| Required task |
Retype the tail of the data exactly, starting at the line containing "Labeling fields. Category: overall" and stopping at the last line.

| Extracted information |
# # # # #
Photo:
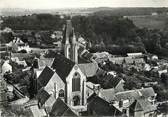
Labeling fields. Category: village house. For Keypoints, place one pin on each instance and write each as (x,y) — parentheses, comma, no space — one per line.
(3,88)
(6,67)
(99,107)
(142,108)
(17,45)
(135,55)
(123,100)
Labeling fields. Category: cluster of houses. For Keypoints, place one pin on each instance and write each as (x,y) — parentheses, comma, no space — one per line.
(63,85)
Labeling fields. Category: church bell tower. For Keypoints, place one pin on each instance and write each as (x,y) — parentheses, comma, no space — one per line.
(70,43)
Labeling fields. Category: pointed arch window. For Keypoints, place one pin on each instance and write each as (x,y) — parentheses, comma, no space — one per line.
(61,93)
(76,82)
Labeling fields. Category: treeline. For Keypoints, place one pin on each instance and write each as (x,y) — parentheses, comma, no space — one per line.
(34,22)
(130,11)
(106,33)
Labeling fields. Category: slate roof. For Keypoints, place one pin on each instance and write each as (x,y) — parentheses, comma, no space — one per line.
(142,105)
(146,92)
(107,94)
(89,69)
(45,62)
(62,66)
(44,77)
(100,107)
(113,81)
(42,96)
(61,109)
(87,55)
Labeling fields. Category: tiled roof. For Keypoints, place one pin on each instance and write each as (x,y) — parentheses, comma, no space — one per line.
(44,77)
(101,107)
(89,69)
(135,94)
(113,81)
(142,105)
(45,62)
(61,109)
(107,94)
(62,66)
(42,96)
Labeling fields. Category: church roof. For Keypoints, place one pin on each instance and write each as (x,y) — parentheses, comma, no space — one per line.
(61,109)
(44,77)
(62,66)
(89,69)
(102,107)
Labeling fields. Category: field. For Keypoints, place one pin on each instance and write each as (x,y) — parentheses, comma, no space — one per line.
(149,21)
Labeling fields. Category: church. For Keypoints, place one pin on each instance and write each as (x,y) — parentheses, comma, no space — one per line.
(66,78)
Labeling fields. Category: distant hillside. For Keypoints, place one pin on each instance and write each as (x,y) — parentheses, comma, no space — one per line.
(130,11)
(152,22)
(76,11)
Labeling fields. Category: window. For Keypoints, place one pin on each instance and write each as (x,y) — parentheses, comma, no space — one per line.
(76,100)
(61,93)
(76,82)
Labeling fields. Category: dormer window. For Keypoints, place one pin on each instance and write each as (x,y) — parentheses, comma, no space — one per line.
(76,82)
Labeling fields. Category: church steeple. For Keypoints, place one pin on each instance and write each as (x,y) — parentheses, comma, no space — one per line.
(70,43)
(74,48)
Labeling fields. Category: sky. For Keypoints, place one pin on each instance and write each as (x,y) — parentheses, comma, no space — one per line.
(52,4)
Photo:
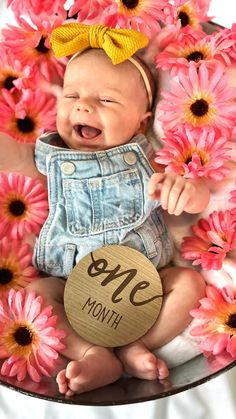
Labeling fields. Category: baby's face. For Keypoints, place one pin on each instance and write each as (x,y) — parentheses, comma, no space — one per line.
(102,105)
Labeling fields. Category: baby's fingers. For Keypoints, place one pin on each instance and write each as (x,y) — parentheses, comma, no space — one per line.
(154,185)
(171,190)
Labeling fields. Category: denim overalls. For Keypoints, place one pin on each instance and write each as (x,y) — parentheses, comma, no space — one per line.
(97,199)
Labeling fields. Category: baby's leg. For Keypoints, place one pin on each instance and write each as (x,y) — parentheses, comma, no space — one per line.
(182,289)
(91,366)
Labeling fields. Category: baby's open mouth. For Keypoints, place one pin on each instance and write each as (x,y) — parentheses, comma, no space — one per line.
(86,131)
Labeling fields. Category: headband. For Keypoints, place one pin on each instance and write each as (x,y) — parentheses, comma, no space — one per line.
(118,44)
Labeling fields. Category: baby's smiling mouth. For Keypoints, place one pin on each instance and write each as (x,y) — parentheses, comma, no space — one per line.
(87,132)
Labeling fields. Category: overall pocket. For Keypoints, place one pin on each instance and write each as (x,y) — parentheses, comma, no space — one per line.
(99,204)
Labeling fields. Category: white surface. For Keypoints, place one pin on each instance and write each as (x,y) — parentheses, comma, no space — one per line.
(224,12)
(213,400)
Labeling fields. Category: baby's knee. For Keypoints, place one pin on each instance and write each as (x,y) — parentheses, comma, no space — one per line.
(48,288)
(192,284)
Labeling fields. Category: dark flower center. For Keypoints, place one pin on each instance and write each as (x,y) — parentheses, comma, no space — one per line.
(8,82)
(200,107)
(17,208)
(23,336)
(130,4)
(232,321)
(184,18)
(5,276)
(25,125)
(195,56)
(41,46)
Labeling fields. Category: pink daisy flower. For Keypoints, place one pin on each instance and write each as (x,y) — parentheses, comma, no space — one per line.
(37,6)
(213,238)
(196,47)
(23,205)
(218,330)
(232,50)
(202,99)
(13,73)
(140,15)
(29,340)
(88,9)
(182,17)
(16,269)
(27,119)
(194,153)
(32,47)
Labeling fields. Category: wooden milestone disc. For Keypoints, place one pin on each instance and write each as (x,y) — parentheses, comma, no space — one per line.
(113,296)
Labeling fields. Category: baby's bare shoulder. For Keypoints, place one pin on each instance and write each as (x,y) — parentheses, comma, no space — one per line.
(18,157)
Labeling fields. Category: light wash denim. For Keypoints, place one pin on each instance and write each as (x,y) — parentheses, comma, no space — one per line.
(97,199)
# # # # #
| Result of the task |
Labeling fields. Category: overall pocket. For Keypoints, place one pin on each instance and write each as (x,y) — parentheses, comma, no space — one per line.
(99,204)
Labeling fields. Category: white surface. For Keypoints, place one pin on each instance and write each as (x,y) — parentheses, comma, no space — one per line.
(224,12)
(213,400)
Labeling fields. Category: baby's knee. For Keypoints, place one pin on each instance and write each as (x,y) — parentheses, comma, no space — one per line.
(48,288)
(192,284)
Labeling fields. Category: dark flower center. For Keypoints, place one pin on each instance and write each as (x,y) — parentheses, comma, no space — one per line.
(8,82)
(200,107)
(17,208)
(23,336)
(130,4)
(232,321)
(184,18)
(5,276)
(25,125)
(195,56)
(41,46)
Labeling fields. Category: pink daisy flower. For Keypoints, place one pin on each instance and write each as (x,y) — parentheses, comma, no space — one per line.
(37,6)
(213,238)
(196,47)
(23,205)
(218,330)
(232,50)
(202,99)
(13,73)
(140,15)
(29,340)
(88,9)
(182,17)
(16,269)
(27,119)
(194,153)
(32,47)
Labeling fields. Category: wooden milestone disc. For Keypoints, place one pin on each instance and write each as (x,y) — parentheses, comma, no space — one per line.
(113,296)
Labeling fields. Category: baby's bare shoulder. For Keypoints, place one pin on each instance and write each as (x,y) — parentheses, comma, no space — one per line.
(18,157)
Labeling fields. Category: light wash denim. For Keypoints, place one pin on each instance and write each as (x,y) — parentheses, comma, no space — one per line.
(97,199)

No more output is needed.